Depends how large BIG_ENOUGH is; if it's 256 bytes, it is unlikely to
cause problems. If it's 256K, there's no expectation the code will work
at all, except in a limited number of cases.
And these of course are just buffer overflows waiting to happen anyways.

Assuming one doesn't know how long foo and bar are. Generally, when I
write my code, I actually pay attention to such details.
You are also ignoring the fact that each character from foo and bar are
checked against '\0' for no really good reason. Block copying
mechanisms from the underlying platform are not available. So *both*
the strcpy and strcat functions are potentially slower than they need to
be.

Sure; length-specified strings can be faster in some cases. I think
you'll find it hard to prove they're faster in all cases, as you assert.
And it *ALWAYS* increases danger, because there are no language
semantics or assistance available to you to keep bigs_string and foo_len
in synch.

Umm... so? It doesn't take any particular genius to load a block of data
from a file, for example, then compare length of input + length of
existing data to length of buffer.
Its horrible in this case because what happens if you decide
you want to insert a strcat (big_string, "|"); in between those two
lines?

Then you increment your size by one.
And of course, in a discussion about performance you completely miss
the real performance opportunity:

memcpy (big_string, foo, foo_len);
strcpy(big_string + foo_len, bar);

Which, of course, should generally go faster, but does nothing to
alleviate the danger of buffer overflows or maintenance issues.

Hmm. This would seem to require either that memcpy be replaced with a
function which has innate knowledge of the new length-managed string type,
or exposing the string data itself to the outside world - outside the
control of the built-in string functions. This means we can modify the
buffer directly - potentially making the length field completely invalid.

I the point here is to prevent bad programming practices - the sort that
lead to buffer overflows - this strikes me as a not overly good approach.
You need to keep the entire thing in an opaque type, but if you do, this
removes the option of doing the memcpy above.
Besides arguing incorrectly, you argue by straw man:

1) With length delimited string you can perform unrolled string
searching algorithms without testing each character for '\0'.

You have to compare the index to the length, instead. Replacing one
integer comparison with another doesn't seem all that significant.
Furthermore if the two strings are of similar length, and they
completely mismatch, then you avoid any comparisons which would take the
tail of the search string beyond the tail of the string you are
searching in.

---+---

● STATED TASK A:
Duplicate the portion of the string-handling discussion that begins at the words "memcpy (big_string, foo, foo_len);" and stops after the words "or maintenance issues.".
● STATED TASK B:
State whether each statement agrees with the string-handling discussion, answering yes or no and quoting the deciding words: (i) a BIG_ENOUGH of 256 bytes is unlikely to cause problems; (ii) the memcpy-then-strcpy version alleviates the danger of buffer overflows; (iii) with length-delimited strings, the index has to be compared to the length instead.
The records that come after this have no connection to the string-handling discussion.

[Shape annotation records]
---+---

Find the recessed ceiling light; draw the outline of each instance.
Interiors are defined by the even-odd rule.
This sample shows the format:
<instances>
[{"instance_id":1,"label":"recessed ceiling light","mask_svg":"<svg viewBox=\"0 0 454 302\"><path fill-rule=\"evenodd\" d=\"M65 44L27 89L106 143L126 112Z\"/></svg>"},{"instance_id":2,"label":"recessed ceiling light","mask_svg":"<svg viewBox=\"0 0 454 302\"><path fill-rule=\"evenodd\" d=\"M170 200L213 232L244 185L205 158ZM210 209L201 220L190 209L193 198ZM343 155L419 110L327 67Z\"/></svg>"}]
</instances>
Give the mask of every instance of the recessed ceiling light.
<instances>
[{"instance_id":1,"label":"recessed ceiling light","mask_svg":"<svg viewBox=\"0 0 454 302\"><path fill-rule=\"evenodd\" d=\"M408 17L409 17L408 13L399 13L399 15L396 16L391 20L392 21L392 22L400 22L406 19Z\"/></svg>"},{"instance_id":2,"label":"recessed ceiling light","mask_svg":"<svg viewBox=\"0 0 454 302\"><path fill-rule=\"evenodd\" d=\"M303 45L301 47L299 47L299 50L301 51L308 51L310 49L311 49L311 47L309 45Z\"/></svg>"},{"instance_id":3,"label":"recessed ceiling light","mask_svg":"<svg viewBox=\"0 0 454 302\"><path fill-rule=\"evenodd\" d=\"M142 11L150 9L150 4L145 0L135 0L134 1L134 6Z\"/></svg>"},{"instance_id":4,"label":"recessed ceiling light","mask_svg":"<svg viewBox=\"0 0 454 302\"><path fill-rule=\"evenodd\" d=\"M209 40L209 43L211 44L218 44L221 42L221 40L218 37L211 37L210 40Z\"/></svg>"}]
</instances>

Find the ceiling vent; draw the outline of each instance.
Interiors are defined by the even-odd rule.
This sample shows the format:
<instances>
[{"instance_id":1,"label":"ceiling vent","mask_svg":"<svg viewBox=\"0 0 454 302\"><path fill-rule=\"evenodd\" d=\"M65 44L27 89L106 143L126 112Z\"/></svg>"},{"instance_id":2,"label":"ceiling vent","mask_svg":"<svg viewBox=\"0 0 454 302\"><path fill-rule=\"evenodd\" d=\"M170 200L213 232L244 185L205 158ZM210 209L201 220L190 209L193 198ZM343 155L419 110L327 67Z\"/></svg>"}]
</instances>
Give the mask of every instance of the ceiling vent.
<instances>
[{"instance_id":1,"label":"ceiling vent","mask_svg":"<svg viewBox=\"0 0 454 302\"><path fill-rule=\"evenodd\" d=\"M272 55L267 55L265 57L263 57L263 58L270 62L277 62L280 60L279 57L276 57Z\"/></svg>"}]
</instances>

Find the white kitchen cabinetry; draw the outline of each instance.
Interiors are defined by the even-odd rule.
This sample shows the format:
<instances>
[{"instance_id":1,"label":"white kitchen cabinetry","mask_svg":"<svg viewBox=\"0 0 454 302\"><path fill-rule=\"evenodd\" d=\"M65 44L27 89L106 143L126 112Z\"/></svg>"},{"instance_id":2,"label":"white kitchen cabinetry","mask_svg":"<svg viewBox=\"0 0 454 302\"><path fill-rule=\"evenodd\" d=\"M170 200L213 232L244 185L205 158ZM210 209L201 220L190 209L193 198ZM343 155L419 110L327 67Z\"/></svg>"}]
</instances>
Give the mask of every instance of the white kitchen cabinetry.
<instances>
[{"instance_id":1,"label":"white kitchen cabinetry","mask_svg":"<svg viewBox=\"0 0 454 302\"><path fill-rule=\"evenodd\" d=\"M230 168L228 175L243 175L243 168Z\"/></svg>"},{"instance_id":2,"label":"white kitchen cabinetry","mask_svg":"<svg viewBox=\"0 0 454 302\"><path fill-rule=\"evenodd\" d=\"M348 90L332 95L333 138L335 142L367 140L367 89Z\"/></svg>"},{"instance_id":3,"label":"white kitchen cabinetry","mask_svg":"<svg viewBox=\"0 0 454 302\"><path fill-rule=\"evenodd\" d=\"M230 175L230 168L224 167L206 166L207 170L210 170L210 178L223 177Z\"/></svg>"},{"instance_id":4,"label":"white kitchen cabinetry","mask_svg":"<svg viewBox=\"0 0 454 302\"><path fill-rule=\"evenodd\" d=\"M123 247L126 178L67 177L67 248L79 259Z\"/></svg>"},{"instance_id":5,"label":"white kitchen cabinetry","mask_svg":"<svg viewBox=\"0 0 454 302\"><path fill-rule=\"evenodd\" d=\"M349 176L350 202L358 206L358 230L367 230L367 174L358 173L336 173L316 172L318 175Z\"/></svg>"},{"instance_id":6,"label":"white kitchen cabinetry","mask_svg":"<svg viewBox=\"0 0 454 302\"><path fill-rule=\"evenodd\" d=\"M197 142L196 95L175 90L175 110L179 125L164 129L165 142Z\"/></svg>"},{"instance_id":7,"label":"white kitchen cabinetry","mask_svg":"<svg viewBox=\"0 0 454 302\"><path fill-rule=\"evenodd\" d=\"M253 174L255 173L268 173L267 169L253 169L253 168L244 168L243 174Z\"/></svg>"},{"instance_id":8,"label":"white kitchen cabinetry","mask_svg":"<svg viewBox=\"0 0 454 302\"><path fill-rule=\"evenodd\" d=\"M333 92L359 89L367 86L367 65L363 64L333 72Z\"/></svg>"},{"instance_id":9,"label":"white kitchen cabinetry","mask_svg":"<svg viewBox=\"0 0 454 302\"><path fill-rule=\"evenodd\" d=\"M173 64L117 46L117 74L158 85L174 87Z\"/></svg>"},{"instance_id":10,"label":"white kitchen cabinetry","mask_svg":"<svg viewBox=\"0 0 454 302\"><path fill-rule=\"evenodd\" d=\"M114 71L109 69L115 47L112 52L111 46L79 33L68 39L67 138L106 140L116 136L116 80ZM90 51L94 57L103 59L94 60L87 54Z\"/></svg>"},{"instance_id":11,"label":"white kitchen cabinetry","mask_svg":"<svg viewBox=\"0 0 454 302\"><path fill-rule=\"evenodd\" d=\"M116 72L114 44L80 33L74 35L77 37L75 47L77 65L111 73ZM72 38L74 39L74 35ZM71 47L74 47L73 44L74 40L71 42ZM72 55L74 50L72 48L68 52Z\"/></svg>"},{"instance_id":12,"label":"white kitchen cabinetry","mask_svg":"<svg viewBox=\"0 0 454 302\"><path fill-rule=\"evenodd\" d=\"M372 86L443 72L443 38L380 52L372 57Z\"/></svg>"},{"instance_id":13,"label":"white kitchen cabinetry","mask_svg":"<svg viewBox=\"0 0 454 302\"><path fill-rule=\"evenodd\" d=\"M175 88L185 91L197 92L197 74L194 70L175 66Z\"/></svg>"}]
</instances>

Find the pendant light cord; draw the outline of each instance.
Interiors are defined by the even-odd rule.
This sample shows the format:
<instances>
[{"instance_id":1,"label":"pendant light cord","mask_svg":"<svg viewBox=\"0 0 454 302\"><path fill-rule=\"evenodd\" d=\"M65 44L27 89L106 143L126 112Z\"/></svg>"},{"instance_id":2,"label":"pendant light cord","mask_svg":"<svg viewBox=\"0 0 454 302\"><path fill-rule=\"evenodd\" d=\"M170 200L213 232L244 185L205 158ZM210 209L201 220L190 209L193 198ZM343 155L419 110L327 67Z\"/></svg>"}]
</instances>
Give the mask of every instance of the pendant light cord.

---+---

● FULL RESPONSE A:
memcpy (big_string, foo, foo_len);
strcpy(big_string + foo_len, bar);

Which, of course, should generally go faster, but does nothing to
alleviate the danger of buffer overflows or maintenance issues.

● FULL RESPONSE B:
(i) Yes: "if it's 256 bytes, it is unlikely to cause problems."
(ii) No: "does nothing to alleviate the danger of buffer overflows or maintenance issues."
(iii) Yes: "You have to compare the index to the length, instead."